(Instructions to follow): Can you update the records below by replacing "scoring pass" with "grading pass" everywhere it occurs, keeping everything else the same?

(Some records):
* START *

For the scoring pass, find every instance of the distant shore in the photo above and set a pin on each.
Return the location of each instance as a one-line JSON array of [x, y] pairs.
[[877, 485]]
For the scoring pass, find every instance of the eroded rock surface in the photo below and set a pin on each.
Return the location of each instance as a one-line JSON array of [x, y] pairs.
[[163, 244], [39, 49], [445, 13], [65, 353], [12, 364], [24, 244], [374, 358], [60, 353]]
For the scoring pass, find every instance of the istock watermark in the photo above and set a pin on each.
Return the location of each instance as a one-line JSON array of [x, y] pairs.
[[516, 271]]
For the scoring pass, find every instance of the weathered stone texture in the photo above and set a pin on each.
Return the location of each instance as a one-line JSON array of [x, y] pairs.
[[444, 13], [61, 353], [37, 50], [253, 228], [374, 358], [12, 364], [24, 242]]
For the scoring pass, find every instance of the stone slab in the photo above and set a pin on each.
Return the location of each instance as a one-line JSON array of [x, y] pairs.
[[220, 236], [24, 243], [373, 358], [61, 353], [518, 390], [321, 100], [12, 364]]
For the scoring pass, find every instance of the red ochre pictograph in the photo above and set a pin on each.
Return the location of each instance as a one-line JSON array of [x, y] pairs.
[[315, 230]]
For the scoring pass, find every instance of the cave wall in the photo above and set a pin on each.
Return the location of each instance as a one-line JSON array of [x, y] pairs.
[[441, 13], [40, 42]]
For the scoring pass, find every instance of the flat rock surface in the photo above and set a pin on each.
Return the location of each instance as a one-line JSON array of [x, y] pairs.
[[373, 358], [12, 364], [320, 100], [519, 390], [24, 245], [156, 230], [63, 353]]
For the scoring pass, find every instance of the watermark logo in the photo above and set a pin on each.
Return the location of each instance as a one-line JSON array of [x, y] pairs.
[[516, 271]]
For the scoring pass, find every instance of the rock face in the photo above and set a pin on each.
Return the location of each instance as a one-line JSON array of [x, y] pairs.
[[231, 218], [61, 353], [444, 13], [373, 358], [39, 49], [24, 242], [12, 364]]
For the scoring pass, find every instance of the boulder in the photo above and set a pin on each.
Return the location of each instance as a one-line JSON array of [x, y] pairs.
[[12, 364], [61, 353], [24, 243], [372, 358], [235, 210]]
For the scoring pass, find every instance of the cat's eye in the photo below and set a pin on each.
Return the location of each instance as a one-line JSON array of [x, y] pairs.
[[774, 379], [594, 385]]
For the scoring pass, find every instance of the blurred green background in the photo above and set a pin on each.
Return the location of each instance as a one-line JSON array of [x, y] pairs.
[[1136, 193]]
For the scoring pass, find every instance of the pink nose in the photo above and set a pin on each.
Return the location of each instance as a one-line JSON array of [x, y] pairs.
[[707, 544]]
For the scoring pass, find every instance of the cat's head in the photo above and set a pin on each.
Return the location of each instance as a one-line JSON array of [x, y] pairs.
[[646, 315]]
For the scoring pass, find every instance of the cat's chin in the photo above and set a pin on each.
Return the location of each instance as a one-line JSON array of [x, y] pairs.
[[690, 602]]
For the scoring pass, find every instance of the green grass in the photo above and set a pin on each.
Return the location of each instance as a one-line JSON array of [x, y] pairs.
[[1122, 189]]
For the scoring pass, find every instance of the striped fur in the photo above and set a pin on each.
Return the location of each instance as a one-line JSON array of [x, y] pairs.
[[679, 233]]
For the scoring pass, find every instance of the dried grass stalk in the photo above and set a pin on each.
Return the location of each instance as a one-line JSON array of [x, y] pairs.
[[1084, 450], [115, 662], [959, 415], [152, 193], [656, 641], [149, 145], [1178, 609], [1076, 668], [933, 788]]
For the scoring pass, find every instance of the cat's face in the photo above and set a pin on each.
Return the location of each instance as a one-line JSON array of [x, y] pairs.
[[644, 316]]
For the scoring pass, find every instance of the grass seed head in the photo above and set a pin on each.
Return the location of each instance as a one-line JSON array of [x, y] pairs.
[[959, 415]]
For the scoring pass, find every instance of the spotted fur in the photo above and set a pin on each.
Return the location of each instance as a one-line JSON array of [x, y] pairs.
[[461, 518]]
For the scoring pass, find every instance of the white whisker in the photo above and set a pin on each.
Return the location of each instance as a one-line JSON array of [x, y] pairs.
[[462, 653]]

* END *

(Exercise output):
For the grading pass, find every instance of the distant shore in the photo above and set a pin on each.
Return the location of each instance as a one-line JSON array of [x, y] pairs.
[[877, 485]]
For the grading pass, find every instance of the eroded rock surface in the photo below and set a pin on each.
Return the location of each instance as a one-line JSON array of [x, y] pairs.
[[163, 244], [39, 49], [445, 13], [65, 353], [12, 364], [24, 244], [374, 358], [60, 353]]
For the grading pass, find every instance of the istock watermark in the photo above and set a pin on each.
Return the location of each instance as a one-line JSON array of [x, y] pairs.
[[516, 271]]
For the grading pass, find every instance of the weathered stone texture in the photo above and set a pin on each.
Return the location of each instance as a one-line JSON array of [x, y] pairs.
[[444, 13], [61, 353], [37, 50], [253, 228], [374, 358], [12, 364], [24, 242]]
For the grading pass, find every instance of the stone slab in the photo above and set a pin on each.
Return the location of each instance as a one-line JSON array of [x, y] pairs.
[[220, 236], [24, 243], [373, 358], [61, 353], [518, 390], [321, 100], [12, 364]]
For the grading pass, find every instance of the red ochre pictograph in the photo above and set a pin on each.
Return the location of each instance as a one-line JSON array of [x, y] pairs.
[[315, 230]]
For the grading pass, find every instance of the cave wall in the photo above and set a pin on each.
Return the location of each instance as a one-line JSON array of [x, y] pairs.
[[441, 13], [40, 42]]
For the grading pass, find every instance of the flat rock surface in the photo above and set a pin on each.
Return the location of each instance as a one-line JSON array of [x, y] pairs.
[[373, 358], [12, 364], [320, 100], [519, 390], [24, 245], [156, 230], [63, 353]]
For the grading pass, find every instance of the watermark logo in the photo above and set a pin on each.
Return the location of each instance as a one-line JSON array of [x, y] pairs.
[[516, 271]]
For the grading pass, find every instance of the rock face in the photo above and set a pin on each.
Return the location of each instance as a one-line JSON array of [x, y] pairs.
[[231, 218], [61, 353], [444, 13], [373, 358], [39, 49], [24, 242], [12, 364]]
For the grading pass, find every instance of the boulder in the photo above and set a pin on each.
Return the location of each instance as a one-line JSON array of [x, y] pairs.
[[12, 364], [61, 353], [24, 243], [372, 358], [235, 210]]
For the grading pass, find every instance of the cat's eye in the photo below and set a pin on each.
Return the location of each instance as a one-line JSON array of [x, y] pairs.
[[774, 379], [594, 385]]
For the grading pass, find every instance of the blurred green background in the photo above and set a pin on each.
Return the location of each instance as a one-line JSON array of [x, y] pairs.
[[1136, 193]]
For the grading pass, find every instance of the pink nose in the photo above and set a pin on each.
Return the location of each instance as a one-line JSON array of [x, y] pairs.
[[707, 544]]
For the grading pass, find every instance of the cat's head in the photo above and set a pin on each.
Return the location of each instance as a one-line JSON array of [x, y] pairs.
[[646, 315]]
For the grading pass, find every instance of the cat's chin in the photo above and set a pin on each.
Return the location of each instance as a one-line JSON array of [x, y] pairs.
[[690, 602]]
For the grading pass, find every instance of the green grass in the photo above and set a pin on each.
Return the location of each instance as a one-line JSON array of [x, y] pairs.
[[1122, 189]]
For the grading pass, find every instance of the striped fur in the photo above and set a pin on each.
Return the location of each instance as a one-line JSON array of [x, y] pairs.
[[679, 233]]
For the grading pass, find every instance of the dried grass stalk in the photo above and set a pin on each.
Return the location of each instance as a one-line JSON array of [x, y] pairs.
[[1084, 450], [115, 662], [959, 415], [152, 193], [656, 641], [149, 145], [1178, 609], [1076, 668], [933, 788]]
For the grading pass, find every instance of the cat's face in the photo above and set a pin on each.
Return the location of each instance as a one-line JSON array of [x, y] pairs.
[[644, 316]]
For the grading pass, find every instance of the grass seed head in the photo above and set a pin on each.
Return the location of each instance as a one-line JSON array of [x, y] pairs.
[[959, 415]]
For the grading pass, find every instance of the spotted fur in the photo above and set a pin on each.
Return the location of each instance as a one-line JSON array of [x, y] pairs.
[[461, 518]]
For the grading pass, find every instance of the white whisker in the photo above and set a pin on each.
Return the location of each instance as a one-line JSON array of [x, y] pairs.
[[462, 653]]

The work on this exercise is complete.